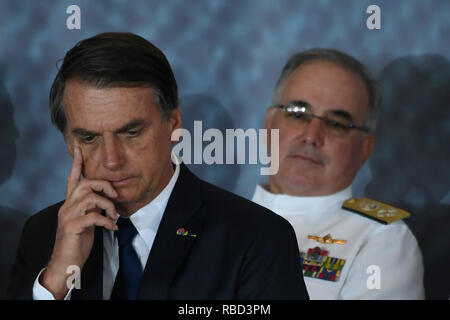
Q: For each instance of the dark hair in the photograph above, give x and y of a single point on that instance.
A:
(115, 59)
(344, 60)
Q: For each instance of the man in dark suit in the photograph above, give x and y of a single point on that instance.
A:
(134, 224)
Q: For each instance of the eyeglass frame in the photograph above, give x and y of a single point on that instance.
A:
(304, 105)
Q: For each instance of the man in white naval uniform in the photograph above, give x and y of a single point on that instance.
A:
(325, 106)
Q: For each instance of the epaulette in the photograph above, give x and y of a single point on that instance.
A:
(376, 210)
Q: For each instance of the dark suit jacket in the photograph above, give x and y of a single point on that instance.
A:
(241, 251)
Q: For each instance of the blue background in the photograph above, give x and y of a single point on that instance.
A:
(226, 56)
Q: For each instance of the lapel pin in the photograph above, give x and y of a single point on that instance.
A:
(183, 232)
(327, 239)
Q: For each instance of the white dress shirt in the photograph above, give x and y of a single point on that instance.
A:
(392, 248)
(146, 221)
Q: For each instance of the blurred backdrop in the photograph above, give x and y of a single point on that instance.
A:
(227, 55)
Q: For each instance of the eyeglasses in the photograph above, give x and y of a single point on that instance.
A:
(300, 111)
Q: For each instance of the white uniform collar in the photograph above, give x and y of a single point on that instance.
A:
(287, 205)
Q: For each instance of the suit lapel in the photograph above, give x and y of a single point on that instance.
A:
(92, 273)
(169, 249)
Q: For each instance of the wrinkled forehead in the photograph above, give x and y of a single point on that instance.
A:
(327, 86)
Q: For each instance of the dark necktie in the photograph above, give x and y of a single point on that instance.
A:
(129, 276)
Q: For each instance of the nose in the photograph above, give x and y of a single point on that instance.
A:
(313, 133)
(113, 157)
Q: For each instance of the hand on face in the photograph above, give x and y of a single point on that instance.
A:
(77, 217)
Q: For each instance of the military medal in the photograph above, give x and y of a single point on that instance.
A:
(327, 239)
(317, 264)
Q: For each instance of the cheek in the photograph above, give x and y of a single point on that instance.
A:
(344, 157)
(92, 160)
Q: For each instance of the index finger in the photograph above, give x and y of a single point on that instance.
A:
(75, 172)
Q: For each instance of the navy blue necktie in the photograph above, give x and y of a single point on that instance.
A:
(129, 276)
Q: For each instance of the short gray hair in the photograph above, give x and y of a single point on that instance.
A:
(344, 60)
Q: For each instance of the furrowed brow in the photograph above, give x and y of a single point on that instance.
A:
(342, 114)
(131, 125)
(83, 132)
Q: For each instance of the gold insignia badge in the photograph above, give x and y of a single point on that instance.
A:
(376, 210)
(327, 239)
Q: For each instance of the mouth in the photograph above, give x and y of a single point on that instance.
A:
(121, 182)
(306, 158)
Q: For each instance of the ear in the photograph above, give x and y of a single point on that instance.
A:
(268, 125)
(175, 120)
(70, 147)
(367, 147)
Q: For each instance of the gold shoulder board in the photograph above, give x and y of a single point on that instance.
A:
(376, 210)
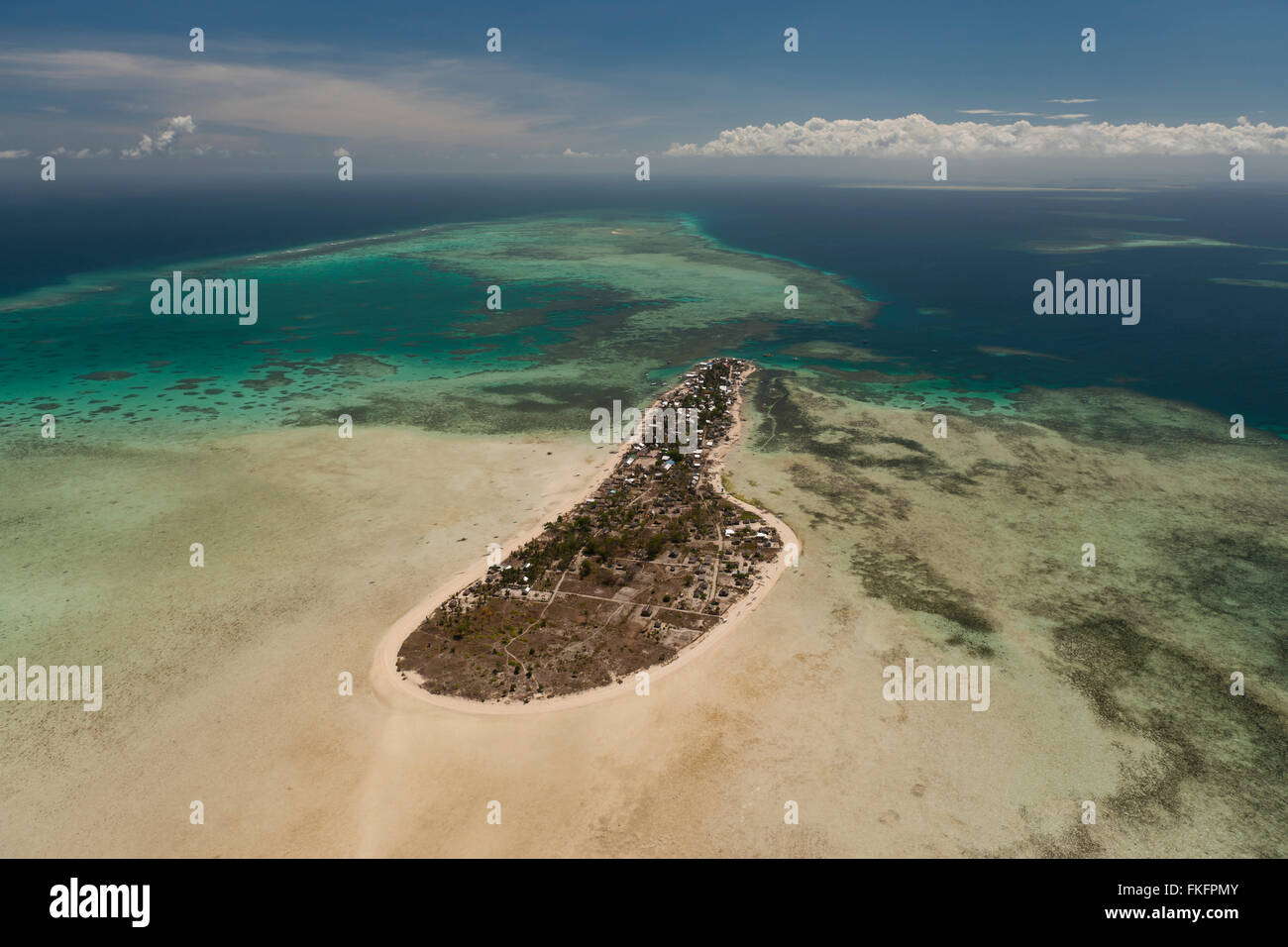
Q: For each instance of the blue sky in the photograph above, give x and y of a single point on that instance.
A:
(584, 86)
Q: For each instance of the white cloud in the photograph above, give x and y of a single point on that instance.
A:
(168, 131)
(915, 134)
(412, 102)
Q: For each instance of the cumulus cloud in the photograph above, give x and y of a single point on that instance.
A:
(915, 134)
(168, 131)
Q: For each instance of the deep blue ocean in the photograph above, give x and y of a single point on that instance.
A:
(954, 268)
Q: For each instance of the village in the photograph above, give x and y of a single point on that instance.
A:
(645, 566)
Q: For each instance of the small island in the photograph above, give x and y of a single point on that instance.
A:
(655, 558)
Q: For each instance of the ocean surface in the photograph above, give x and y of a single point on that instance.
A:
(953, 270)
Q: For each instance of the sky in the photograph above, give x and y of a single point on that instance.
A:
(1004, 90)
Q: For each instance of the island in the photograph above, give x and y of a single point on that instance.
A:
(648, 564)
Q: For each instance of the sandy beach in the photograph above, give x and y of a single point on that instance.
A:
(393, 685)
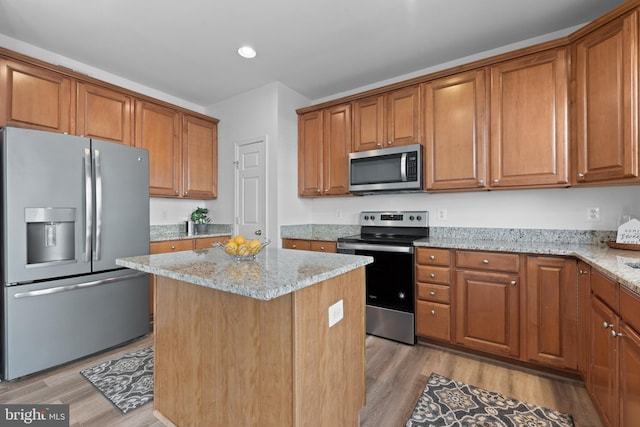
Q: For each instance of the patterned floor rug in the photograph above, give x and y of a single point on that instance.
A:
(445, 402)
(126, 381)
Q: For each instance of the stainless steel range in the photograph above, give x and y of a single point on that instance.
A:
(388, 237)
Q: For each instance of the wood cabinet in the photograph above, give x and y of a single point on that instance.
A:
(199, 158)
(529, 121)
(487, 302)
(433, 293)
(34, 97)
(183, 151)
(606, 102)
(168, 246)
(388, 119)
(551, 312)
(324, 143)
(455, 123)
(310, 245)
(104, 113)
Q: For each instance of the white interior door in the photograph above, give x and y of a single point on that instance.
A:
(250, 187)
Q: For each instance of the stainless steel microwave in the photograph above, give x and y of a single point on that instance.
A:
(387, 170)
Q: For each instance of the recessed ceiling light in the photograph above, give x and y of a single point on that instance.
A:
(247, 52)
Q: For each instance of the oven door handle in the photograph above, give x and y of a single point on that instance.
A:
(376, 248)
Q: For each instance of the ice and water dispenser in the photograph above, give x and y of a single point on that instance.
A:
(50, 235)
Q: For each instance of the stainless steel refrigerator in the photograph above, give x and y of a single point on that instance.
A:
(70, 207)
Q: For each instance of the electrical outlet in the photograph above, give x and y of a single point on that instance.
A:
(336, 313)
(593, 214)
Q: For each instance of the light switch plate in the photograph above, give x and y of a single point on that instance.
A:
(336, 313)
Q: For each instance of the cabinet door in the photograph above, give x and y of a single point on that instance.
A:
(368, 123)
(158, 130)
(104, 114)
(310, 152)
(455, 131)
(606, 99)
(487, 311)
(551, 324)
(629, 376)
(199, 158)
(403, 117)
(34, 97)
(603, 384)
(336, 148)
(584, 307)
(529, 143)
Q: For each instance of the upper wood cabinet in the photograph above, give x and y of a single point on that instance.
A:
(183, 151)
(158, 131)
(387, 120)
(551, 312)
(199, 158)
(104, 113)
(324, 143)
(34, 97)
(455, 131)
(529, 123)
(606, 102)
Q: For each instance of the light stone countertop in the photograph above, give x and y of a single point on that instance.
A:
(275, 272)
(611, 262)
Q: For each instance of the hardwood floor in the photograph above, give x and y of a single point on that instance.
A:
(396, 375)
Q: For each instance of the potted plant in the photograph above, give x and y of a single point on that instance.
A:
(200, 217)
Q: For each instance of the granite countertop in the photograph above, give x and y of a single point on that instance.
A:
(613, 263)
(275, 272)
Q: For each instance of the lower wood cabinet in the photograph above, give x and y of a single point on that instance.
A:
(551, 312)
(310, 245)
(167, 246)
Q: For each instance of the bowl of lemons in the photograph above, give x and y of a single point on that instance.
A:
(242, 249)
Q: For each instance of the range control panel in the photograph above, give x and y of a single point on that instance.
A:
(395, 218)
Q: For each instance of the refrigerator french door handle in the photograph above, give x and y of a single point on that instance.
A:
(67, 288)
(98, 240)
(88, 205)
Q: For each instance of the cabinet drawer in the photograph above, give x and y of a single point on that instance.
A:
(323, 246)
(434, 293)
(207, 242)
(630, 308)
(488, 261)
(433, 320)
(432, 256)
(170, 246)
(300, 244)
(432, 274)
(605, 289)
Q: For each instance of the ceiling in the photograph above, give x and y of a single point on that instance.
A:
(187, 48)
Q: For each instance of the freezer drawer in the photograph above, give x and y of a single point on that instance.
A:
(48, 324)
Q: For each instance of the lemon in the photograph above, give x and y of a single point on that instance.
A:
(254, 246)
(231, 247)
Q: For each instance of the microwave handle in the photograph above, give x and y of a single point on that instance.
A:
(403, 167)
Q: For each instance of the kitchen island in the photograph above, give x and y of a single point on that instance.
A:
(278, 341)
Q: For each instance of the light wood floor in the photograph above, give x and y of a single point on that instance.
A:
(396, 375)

• Your goal:
Using the word "blue" as the filter, copy each matching line from the material.

• Written reply:
Q: For each instance of the blue background in the photograph above, give x and y of a single point on that instance.
Q: For each instance of the navy blue necktie in the photograph above, give x and y of a single point on that instance.
Q: For each instance of the blue sky in the photograph above, give x and y of a single point on that instance.
Q: For each instance of the deep blue ocean in the photograph above, give x and y of a single point on that instance.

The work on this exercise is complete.